▶ _EXERCISE TASK A_: In the share recovery instructions, which option should be selected in Step 3 for a site that was originally HTTP and is now HTTPS?
▶ _EXERCISE TASK B_: Write the next part of the share recovery instructions, picking up after their final line.

▶ _DOCUMENT_:

---

The options you have to choose from are as follows:
- Unchanged: For when your previous format on this setting is the same as your current format.
- Plain:
http://yourdomain.com/?p=123
- Day and Name:
http://yourdomain.com/2016/02/17/post-name/
- Month and Name:
http://yourdomain.com/2016/02/post-name/
- Numeric:
http://yourdomain.com/archives/123
- Post Name:
http://yourdomain.com/post-name/
- Custom: for when you have a previous format that doesn’t fit into the above structures.
Step 3: Select previous connection protocol
This step is only for those who have added or removed SSL/TLS and their site has gone from HTTP to HTTPS (or vice versa).
Important: If your HTTP/HTTPS structure has not changed then ensure that this is left on the “Unchanged” setting and proceed directly to the next step.
Choose the option that reflects what your previous version was (not what it currently is). So if your site was originally HTTP and is now HTTPS you would select HTTP from the list. Remember that you’re communicating to our plugin the link format that you used to use.
Step 4: Select previous domain prefix
If your site was (for example) www.yourdomain.com
and you’ve now changed it to only be yourdomain.com
(sans www.) then this option will allow you to recover shares with this type of change.
Important: If your previous domain prefix (www) structure has not changed then ensure that this is left on the “Unchanged” setting and proceed directly to the next step.
Simply select the previous iteration of your prefix from the list and Social Warfare will now check for those counts in addition to the current version counts.
Step 5: Enter your subdomain
If your site is currently on a subdomain (for example: http://blog.yourdomain.com
) but it wasn’t previously, you can enter your subdomain in this field and we’ll strip it out when we go to check for share counts.
Step 6: Enter your former domain (if needed)

---

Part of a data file
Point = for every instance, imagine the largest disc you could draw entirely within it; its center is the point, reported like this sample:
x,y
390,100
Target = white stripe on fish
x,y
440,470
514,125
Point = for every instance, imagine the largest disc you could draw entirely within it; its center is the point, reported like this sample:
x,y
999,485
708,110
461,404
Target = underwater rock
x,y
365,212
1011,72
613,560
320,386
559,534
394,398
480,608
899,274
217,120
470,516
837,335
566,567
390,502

---

▶ _TASK RESULT A_: HTTP

▶ _TASK RESULT B_:
If you’ve changed domains, enter your former and current domains in the provided fields without http/https or www. Just olddomain.com
and newdomain.com
will suffice.
Step 7: Use the debug tool to confirm correct pattern
If you want to double-check that your share recovery is set up properly, simply use our ?swp_cache=rebuild&swp_recovery_debug=true
string on any post permalink to see what alternate permalink is being tracked.
So, for example you would check http://yourdomain.com/post-name/?swp_cache=rebuild&swp_recovery_debug=true
and see what URL shows up at the top of the article. If the URL showing is the one you want to be tracked, everything is working as it should.
Final Notes
You will need to keep share recovery activated for Social Warfare to continue adding the counts together. Actually, Social Warfare has a setting built in that won’t allow it to display counts if it fetches counts that are lower than it previously fetched. This is because every once in a while the API share count request fails and it ends up returning the number zero. However, if it fetches the number zero and it previously fetched the number 10, then we simply keep using the number 10.
With this in mind, here’s how it would turn out if you activate share recovery long enough to recover shares and then simply turn it back off:
- Activate share recovery function
- 10 (current URL) + 10 (former URL) = 20 shares
- Deactivate share recovery function
- Fetch 15 (current URL). Less than prev. Show 20
- Fetch 18 (current URL). Less than prev. Show 20
- Fetch 25 (current URL). More than prev. Show 25
- Activate custom recovery function
- Fetch 25 (current URL) + 10 (former URL). Show 35
So just make sure if you do use the share recovery function on your site that you remember to keep it turned on afterwards.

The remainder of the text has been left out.